[WORK TO DO] Find and copy every line in the material that contains the word "black". Letter case must match.

[DATA SUPPLIED]
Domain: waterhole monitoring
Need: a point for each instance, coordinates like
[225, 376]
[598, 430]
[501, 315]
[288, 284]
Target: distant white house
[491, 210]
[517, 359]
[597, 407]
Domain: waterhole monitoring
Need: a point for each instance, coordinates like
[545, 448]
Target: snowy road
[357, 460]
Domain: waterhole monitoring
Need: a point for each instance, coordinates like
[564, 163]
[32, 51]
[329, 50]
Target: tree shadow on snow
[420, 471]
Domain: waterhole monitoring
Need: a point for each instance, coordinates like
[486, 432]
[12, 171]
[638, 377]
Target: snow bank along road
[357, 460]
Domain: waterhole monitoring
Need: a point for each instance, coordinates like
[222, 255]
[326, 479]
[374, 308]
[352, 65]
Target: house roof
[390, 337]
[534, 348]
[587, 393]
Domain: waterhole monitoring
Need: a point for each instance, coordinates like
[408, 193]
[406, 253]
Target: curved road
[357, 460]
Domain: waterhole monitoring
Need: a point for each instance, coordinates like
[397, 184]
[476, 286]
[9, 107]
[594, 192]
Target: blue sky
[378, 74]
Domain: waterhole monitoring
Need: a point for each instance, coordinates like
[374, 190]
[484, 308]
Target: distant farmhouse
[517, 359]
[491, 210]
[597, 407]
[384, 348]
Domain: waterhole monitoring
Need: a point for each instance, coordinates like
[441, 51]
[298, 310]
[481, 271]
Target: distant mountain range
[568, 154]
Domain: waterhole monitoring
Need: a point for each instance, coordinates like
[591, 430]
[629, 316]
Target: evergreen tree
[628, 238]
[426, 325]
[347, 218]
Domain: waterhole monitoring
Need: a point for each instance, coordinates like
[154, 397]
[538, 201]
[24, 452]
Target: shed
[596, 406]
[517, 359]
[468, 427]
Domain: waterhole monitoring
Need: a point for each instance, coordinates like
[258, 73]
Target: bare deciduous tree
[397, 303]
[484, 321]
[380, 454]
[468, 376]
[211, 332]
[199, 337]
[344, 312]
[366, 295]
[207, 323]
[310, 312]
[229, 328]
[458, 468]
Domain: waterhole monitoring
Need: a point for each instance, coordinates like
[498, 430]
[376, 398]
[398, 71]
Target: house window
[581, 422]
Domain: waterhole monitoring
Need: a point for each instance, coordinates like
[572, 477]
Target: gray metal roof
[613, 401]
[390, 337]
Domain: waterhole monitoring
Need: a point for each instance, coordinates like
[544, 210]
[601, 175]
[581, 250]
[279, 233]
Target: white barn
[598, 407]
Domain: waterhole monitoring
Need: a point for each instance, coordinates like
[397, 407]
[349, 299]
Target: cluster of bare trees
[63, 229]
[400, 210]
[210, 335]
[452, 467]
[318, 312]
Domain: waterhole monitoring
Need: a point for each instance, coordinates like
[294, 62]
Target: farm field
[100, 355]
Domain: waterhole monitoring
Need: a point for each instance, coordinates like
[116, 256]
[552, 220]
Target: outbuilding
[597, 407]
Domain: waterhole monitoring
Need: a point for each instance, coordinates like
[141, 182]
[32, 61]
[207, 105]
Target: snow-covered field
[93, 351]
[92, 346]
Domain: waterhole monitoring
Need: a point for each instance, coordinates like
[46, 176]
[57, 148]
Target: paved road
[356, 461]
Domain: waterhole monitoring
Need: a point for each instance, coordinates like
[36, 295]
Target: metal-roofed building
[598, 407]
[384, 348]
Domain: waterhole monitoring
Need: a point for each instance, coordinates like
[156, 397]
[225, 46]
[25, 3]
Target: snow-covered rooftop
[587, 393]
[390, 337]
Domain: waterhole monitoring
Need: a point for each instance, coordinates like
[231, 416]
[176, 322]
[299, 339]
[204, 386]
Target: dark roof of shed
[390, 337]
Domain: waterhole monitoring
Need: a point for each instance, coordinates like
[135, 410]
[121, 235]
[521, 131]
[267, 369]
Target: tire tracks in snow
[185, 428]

* * *

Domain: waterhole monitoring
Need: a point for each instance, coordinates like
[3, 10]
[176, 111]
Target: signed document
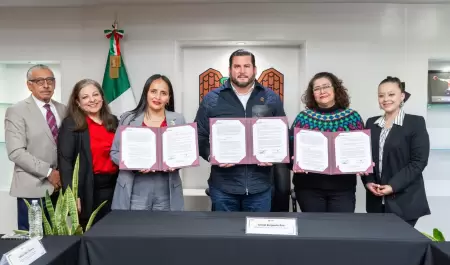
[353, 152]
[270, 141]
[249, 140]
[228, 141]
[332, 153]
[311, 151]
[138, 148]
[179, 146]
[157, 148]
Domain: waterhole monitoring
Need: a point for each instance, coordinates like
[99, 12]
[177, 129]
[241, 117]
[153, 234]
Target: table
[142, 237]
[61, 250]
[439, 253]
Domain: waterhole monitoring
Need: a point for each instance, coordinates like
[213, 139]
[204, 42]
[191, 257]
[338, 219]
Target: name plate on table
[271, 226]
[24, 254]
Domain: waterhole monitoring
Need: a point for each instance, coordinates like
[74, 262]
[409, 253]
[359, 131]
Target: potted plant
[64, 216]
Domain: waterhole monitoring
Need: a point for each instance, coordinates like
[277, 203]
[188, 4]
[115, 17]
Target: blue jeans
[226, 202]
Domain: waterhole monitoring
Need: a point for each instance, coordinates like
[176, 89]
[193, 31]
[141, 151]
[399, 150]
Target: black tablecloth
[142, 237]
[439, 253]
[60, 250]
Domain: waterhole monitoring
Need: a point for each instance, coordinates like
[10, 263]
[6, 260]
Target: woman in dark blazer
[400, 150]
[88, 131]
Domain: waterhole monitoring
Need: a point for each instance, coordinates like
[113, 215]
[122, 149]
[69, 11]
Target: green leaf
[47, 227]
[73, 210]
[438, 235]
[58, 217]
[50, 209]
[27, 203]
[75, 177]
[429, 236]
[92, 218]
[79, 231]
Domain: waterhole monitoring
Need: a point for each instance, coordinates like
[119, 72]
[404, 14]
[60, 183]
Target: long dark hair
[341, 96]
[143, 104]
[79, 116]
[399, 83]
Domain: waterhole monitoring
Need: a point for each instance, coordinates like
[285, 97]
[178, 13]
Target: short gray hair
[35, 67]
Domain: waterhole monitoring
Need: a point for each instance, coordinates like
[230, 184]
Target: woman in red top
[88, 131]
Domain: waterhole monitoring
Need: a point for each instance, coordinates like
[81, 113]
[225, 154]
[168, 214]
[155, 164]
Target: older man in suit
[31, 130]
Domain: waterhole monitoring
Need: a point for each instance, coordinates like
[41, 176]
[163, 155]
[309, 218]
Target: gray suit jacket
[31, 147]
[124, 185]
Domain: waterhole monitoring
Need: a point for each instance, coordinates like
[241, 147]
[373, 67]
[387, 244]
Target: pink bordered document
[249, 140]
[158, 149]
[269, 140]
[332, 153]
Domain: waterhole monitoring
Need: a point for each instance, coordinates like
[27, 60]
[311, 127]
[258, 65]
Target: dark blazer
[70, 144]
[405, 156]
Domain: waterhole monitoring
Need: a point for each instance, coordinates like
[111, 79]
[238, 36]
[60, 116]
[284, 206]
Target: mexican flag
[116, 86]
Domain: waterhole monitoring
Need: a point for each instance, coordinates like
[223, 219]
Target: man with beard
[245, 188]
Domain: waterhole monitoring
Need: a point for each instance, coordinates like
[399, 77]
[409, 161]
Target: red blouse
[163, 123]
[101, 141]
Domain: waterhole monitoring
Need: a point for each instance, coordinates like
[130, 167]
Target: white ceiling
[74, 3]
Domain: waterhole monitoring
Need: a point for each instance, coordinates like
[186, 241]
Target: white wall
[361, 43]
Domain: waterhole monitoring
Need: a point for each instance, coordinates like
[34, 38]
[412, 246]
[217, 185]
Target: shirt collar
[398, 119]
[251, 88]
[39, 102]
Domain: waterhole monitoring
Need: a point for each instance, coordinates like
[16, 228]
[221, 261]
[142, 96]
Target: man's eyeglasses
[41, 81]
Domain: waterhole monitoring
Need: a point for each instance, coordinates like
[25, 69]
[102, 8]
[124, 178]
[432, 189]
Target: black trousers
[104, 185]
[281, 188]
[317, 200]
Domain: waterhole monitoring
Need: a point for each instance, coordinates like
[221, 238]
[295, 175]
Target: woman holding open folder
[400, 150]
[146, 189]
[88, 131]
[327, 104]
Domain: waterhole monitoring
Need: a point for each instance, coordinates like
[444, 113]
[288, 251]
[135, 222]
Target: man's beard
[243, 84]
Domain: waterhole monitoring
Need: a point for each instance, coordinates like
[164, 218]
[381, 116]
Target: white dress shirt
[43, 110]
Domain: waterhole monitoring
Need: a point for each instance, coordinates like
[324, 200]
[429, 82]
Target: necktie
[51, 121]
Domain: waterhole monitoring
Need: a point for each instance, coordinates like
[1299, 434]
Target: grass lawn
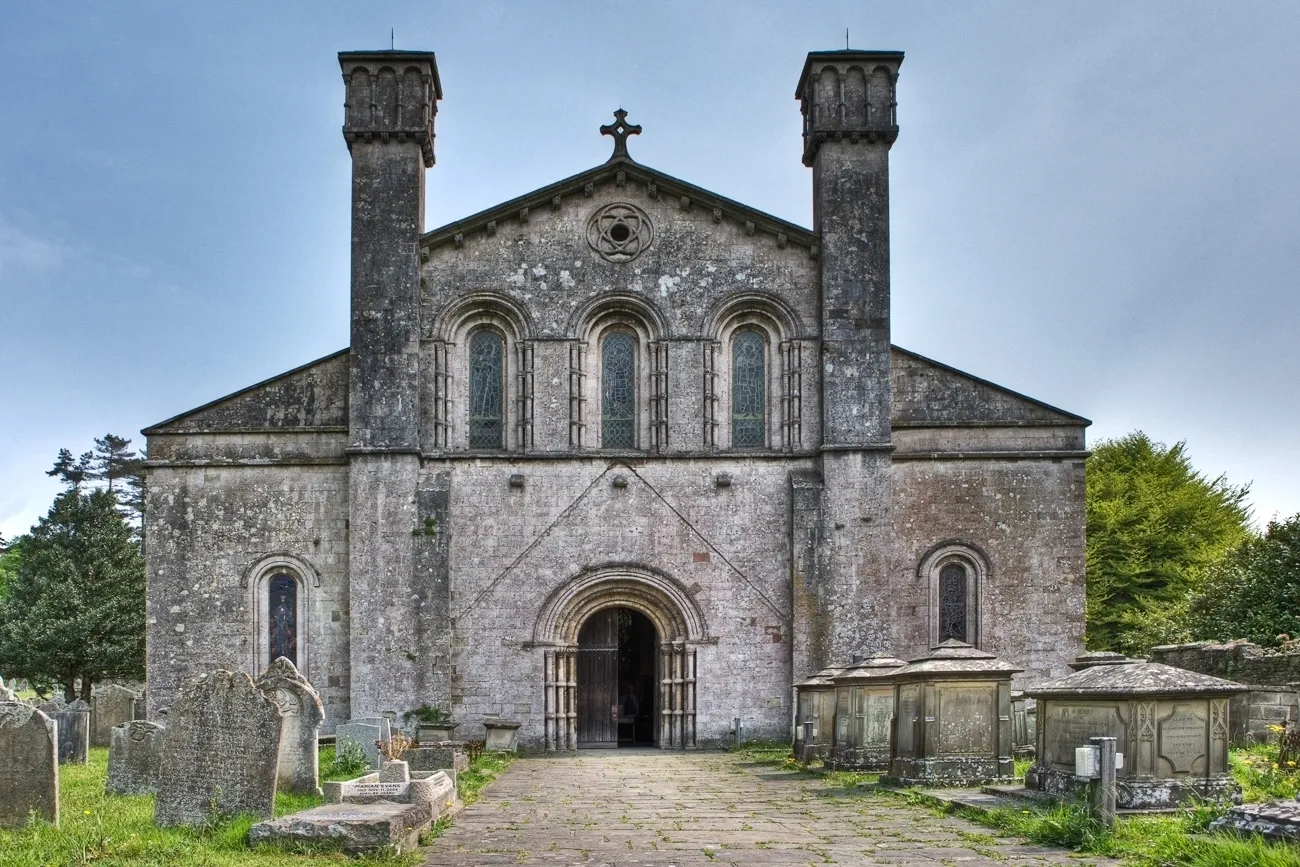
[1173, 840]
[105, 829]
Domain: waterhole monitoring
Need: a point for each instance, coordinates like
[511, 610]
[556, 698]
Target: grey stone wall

--

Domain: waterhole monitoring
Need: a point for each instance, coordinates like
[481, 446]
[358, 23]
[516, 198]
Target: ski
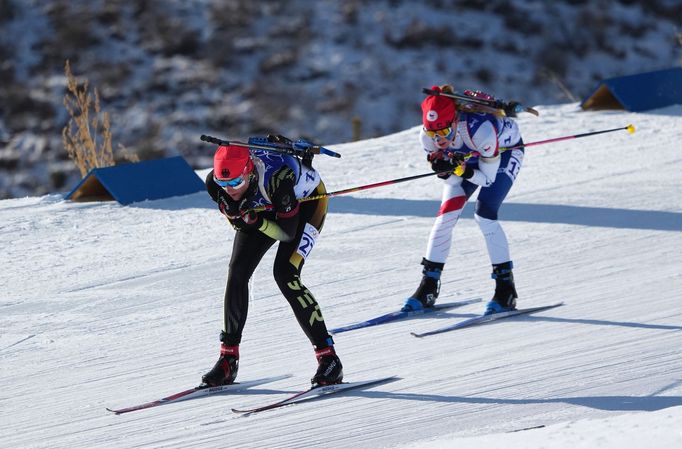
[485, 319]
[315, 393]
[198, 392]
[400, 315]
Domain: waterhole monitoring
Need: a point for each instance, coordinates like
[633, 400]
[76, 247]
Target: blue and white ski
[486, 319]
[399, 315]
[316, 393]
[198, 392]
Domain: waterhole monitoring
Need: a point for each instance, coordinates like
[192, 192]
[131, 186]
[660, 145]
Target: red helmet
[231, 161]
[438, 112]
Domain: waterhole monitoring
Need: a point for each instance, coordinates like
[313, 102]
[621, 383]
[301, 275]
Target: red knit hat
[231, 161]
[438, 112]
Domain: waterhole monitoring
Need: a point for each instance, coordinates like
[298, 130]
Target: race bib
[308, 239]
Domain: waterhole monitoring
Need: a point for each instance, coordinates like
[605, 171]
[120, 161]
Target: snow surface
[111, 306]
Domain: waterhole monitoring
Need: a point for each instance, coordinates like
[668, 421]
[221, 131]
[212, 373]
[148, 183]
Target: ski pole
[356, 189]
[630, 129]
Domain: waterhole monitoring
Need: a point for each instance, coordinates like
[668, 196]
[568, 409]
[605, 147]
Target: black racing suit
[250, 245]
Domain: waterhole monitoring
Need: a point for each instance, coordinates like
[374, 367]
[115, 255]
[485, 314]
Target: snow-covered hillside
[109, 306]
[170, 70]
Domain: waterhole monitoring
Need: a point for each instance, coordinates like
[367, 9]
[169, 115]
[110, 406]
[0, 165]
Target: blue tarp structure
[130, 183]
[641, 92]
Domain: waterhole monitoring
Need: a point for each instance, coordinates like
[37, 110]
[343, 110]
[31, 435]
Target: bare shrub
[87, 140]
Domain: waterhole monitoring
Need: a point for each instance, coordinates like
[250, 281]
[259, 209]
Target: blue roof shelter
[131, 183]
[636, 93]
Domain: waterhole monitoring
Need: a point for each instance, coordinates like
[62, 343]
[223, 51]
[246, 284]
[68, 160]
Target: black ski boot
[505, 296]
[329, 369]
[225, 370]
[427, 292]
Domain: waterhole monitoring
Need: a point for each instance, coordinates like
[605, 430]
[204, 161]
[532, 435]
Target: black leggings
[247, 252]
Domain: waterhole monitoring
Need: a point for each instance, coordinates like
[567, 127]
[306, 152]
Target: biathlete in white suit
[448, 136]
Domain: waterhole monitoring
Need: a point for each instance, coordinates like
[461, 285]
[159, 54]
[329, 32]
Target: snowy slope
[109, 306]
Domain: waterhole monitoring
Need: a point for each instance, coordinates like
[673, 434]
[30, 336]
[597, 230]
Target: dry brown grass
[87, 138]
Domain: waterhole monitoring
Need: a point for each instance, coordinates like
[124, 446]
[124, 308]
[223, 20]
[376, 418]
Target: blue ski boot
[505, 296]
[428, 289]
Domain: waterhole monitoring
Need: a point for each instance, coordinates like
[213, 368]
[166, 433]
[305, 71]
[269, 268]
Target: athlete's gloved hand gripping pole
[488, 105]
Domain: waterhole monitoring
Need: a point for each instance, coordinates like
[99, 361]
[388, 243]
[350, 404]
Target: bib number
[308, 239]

[REPLY TO THE TASK]
Target: black tablecloth
Target: black trousers
Target: black racing suit
Target: black ski boot
Target: black leggings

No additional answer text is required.